**Exercise task:** Copy out the data below with every "layout" replaced by "format", leaving everything else unchanged, and omit the pictures.

**Data extract:**
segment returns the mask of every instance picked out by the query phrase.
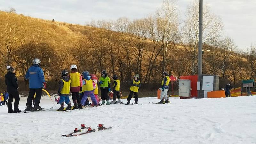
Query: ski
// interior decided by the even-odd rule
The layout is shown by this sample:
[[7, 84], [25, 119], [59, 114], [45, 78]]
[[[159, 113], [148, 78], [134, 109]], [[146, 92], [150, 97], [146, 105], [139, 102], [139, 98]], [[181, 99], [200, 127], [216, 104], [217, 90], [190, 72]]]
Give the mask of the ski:
[[112, 126], [108, 127], [105, 127], [103, 126], [103, 125], [104, 125], [104, 124], [99, 124], [99, 126], [98, 126], [98, 131], [101, 131], [104, 130], [107, 130], [108, 129], [110, 129], [112, 128]]
[[80, 127], [80, 129], [78, 129], [77, 128], [76, 128], [75, 129], [75, 130], [74, 130], [74, 131], [71, 133], [69, 133], [68, 134], [62, 134], [61, 135], [61, 136], [62, 137], [68, 137], [70, 136], [72, 136], [72, 134], [74, 134], [74, 133], [76, 133], [77, 132], [81, 132], [83, 131], [83, 130], [84, 129], [85, 129], [86, 128], [90, 128], [91, 127], [91, 126], [89, 126], [88, 127], [85, 127], [85, 125], [84, 124], [81, 124], [81, 126]]
[[148, 102], [148, 103], [152, 103], [152, 104], [169, 104], [171, 103], [170, 102], [169, 102], [169, 103], [156, 103], [156, 102]]
[[86, 132], [82, 132], [81, 133], [80, 133], [78, 134], [77, 134], [74, 135], [73, 134], [70, 134], [69, 136], [78, 136], [79, 135], [81, 135], [83, 134], [87, 134], [87, 133], [90, 133], [92, 132], [95, 132], [95, 130], [94, 129], [92, 129], [92, 128], [90, 127], [87, 130], [87, 131]]
[[52, 107], [52, 108], [48, 108], [48, 109], [44, 109], [44, 108], [43, 108], [43, 109], [42, 109], [42, 110], [33, 110], [33, 111], [29, 110], [29, 111], [24, 111], [23, 112], [23, 113], [30, 113], [30, 112], [36, 112], [36, 111], [45, 111], [45, 110], [52, 111], [53, 110], [53, 107]]

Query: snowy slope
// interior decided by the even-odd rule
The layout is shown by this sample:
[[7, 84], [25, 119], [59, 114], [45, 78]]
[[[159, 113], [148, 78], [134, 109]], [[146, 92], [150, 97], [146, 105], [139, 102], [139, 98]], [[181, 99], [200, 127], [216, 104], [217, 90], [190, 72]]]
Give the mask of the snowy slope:
[[[28, 113], [8, 114], [7, 106], [2, 106], [0, 143], [256, 142], [256, 96], [170, 100], [171, 104], [149, 104], [159, 100], [141, 98], [139, 102], [143, 105], [115, 104], [68, 112]], [[25, 109], [26, 100], [21, 97], [20, 109]], [[46, 96], [42, 98], [41, 105], [46, 108], [54, 106]], [[56, 106], [55, 109], [60, 106]], [[81, 124], [95, 128], [102, 124], [113, 128], [77, 137], [61, 137]]]

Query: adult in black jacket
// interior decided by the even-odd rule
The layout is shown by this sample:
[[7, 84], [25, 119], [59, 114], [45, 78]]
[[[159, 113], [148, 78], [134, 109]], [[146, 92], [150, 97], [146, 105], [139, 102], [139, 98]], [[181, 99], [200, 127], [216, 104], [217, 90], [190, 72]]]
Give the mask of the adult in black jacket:
[[[8, 113], [20, 112], [19, 109], [19, 103], [20, 102], [20, 96], [18, 92], [19, 85], [17, 78], [15, 76], [15, 69], [12, 67], [8, 66], [6, 67], [8, 72], [4, 76], [5, 77], [5, 84], [7, 85], [7, 92], [9, 93], [9, 99], [7, 102]], [[12, 103], [15, 99], [13, 110]]]

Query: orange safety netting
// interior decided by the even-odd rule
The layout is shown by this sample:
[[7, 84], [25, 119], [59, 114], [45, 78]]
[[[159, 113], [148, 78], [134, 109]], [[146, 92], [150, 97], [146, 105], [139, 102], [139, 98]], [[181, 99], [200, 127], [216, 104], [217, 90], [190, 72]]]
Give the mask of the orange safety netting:
[[[250, 91], [252, 95], [256, 95], [256, 92]], [[241, 92], [241, 87], [238, 87], [235, 89], [230, 90], [230, 94], [231, 96], [238, 97], [240, 96], [246, 96], [247, 94], [246, 92]]]

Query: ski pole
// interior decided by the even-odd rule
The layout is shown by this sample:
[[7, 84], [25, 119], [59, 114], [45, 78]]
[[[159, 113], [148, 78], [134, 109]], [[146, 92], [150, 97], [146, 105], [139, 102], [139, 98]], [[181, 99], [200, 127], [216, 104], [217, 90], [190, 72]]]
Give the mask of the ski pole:
[[50, 96], [50, 94], [49, 94], [49, 93], [48, 93], [48, 92], [47, 91], [46, 91], [46, 90], [45, 90], [44, 89], [43, 89], [43, 90], [44, 91], [44, 92], [46, 92], [46, 93], [47, 94], [47, 95], [48, 95], [48, 96], [49, 96], [49, 97], [50, 98], [50, 99], [51, 99], [51, 100], [52, 100], [52, 103], [53, 104], [53, 105], [54, 105], [54, 106], [55, 106], [55, 107], [56, 108], [56, 106], [55, 106], [55, 104], [54, 104], [54, 102], [53, 102], [53, 101], [52, 100], [52, 98], [51, 97], [51, 96]]

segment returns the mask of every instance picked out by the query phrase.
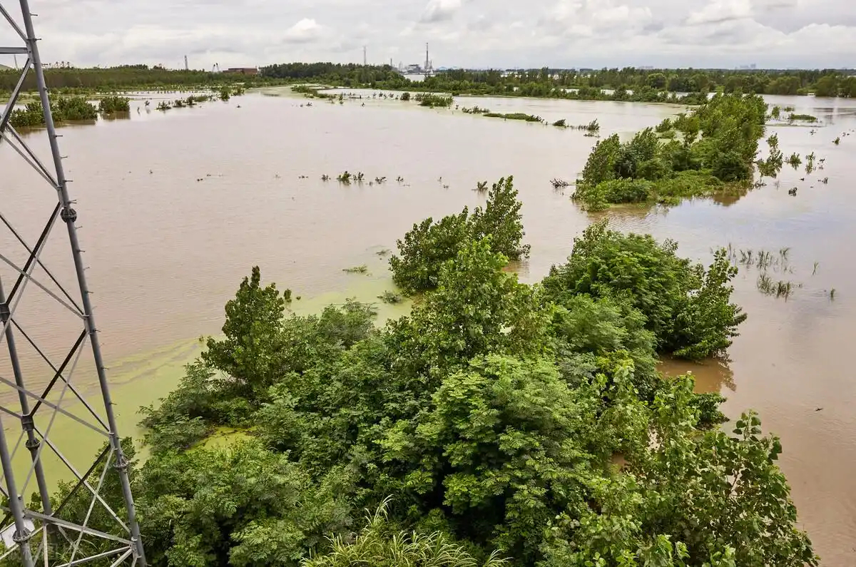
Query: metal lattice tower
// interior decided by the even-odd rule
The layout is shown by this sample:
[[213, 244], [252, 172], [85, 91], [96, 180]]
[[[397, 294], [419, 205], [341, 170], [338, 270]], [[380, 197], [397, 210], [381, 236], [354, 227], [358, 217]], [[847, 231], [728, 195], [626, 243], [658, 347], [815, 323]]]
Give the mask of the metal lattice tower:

**Problem solution:**
segment returns the mask of every instance picked out by the query phrase.
Query: ski
// interior decided by the even-odd rule
The format is shown by this sample:
[[7, 84], [25, 119], [59, 114], [45, 78]]
[[[159, 113], [148, 78], [134, 109]], [[146, 92], [150, 97], [146, 105], [139, 102], [139, 98]], [[181, 99], [200, 127], [216, 104], [217, 90], [190, 72]]]
Give the mask of the ski:
[[112, 126], [108, 127], [105, 127], [103, 126], [103, 125], [104, 125], [104, 124], [99, 124], [99, 126], [98, 126], [98, 131], [101, 131], [104, 130], [107, 130], [108, 129], [110, 129], [112, 128]]
[[80, 127], [80, 129], [78, 129], [77, 128], [76, 128], [75, 129], [75, 130], [74, 130], [74, 131], [71, 133], [69, 133], [68, 134], [62, 134], [61, 135], [61, 136], [62, 137], [68, 137], [70, 136], [72, 136], [72, 134], [74, 134], [74, 133], [76, 133], [77, 132], [81, 132], [83, 131], [83, 130], [84, 129], [85, 129], [86, 128], [90, 128], [91, 127], [91, 126], [89, 126], [88, 127], [85, 127], [85, 125], [84, 124], [81, 124], [81, 126]]
[[148, 102], [148, 103], [152, 103], [152, 104], [169, 104], [171, 103], [170, 102], [169, 102], [169, 103], [156, 103], [156, 102]]
[[86, 132], [82, 132], [81, 133], [80, 133], [78, 134], [77, 134], [74, 135], [73, 134], [70, 134], [69, 136], [78, 136], [79, 135], [81, 135], [83, 134], [87, 134], [87, 133], [90, 133], [92, 132], [95, 132], [95, 130], [94, 129], [92, 129], [92, 128], [90, 127], [87, 130], [87, 131]]
[[52, 107], [52, 108], [48, 108], [48, 109], [44, 109], [44, 108], [43, 108], [43, 109], [42, 109], [42, 110], [33, 110], [33, 111], [29, 110], [29, 111], [24, 111], [23, 112], [23, 113], [30, 113], [30, 112], [36, 112], [36, 111], [45, 111], [45, 110], [52, 111], [53, 110], [53, 107]]

Query: snowy slope
// interior decided by the even-odd rule
The format is shown by this sample:
[[7, 84], [25, 119], [59, 114], [45, 78]]
[[[159, 113], [148, 78], [134, 109]], [[146, 92], [150, 97], [146, 105], [139, 102], [139, 98]], [[181, 99], [200, 127], [216, 104], [217, 90], [190, 72]]]
Give the mask of the snowy slope:
[[[28, 113], [8, 114], [7, 106], [2, 106], [0, 143], [256, 142], [256, 96], [170, 100], [171, 104], [149, 104], [159, 100], [141, 98], [139, 102], [143, 105], [115, 104], [68, 112]], [[25, 109], [26, 100], [21, 97], [20, 109]], [[46, 96], [42, 98], [41, 105], [46, 108], [54, 106]], [[56, 106], [55, 109], [60, 106]], [[81, 124], [95, 128], [102, 124], [113, 128], [77, 137], [61, 137]]]

Query: adult in black jacket
// interior decided by the even-odd rule
The format is shown by this sample:
[[7, 84], [25, 119], [59, 114], [45, 78]]
[[[159, 113], [148, 78], [134, 109]], [[146, 92], [150, 97], [146, 105], [139, 102], [139, 98]], [[181, 99], [200, 127], [216, 104], [217, 90], [190, 72]]]
Give the mask of the adult in black jacket:
[[[8, 113], [20, 112], [19, 109], [19, 103], [20, 102], [20, 96], [18, 92], [19, 85], [17, 78], [15, 76], [15, 69], [12, 67], [8, 66], [6, 67], [8, 72], [4, 76], [5, 77], [5, 84], [7, 85], [7, 92], [9, 93], [9, 99], [7, 102]], [[12, 103], [15, 99], [13, 110]]]

Query: orange safety netting
// interior decided by the even-odd rule
The format is shown by this sample:
[[7, 84], [25, 119], [59, 114], [45, 78]]
[[[159, 113], [148, 78], [134, 109]], [[146, 92], [150, 97], [146, 105], [139, 102], [139, 98]], [[181, 99], [200, 127], [216, 104], [217, 90], [190, 72]]]
Give the mask of the orange safety netting:
[[[250, 91], [252, 95], [256, 95], [256, 92]], [[241, 92], [241, 87], [238, 87], [235, 89], [230, 90], [230, 94], [231, 96], [238, 97], [240, 96], [246, 96], [247, 94], [246, 92]]]

Query: ski pole
// interior decided by the even-odd rule
The format is shown by this sample:
[[7, 84], [25, 119], [59, 114], [45, 78]]
[[[159, 113], [148, 78], [134, 109]], [[146, 92], [150, 97], [146, 105], [139, 102], [139, 98]], [[181, 99], [200, 127], [216, 104], [217, 90], [190, 72]]]
Give the mask of the ski pole:
[[50, 96], [50, 94], [49, 94], [49, 93], [48, 93], [48, 92], [47, 91], [46, 91], [46, 90], [45, 90], [44, 89], [43, 89], [43, 90], [44, 91], [44, 92], [46, 92], [46, 93], [47, 94], [47, 95], [48, 95], [48, 96], [49, 96], [49, 97], [50, 98], [50, 99], [51, 99], [51, 100], [52, 100], [52, 103], [53, 104], [53, 105], [54, 105], [54, 106], [55, 106], [55, 107], [56, 108], [56, 106], [55, 106], [55, 104], [54, 104], [54, 102], [53, 102], [53, 101], [52, 100], [52, 98], [51, 97], [51, 96]]

segment returns the mask of every instance picked out by the query phrase.
Query: metal lattice tower
// interior decided by the even-odd rule
The format is shown by this sample:
[[213, 244], [252, 172], [85, 91], [96, 180]]
[[[397, 294], [419, 205], [341, 170], [338, 270]], [[380, 197], [397, 210], [381, 236], [354, 227], [358, 217]], [[847, 231], [728, 195], [626, 243], [658, 347], [815, 323]]]
Give the mask of the metal lattice tower:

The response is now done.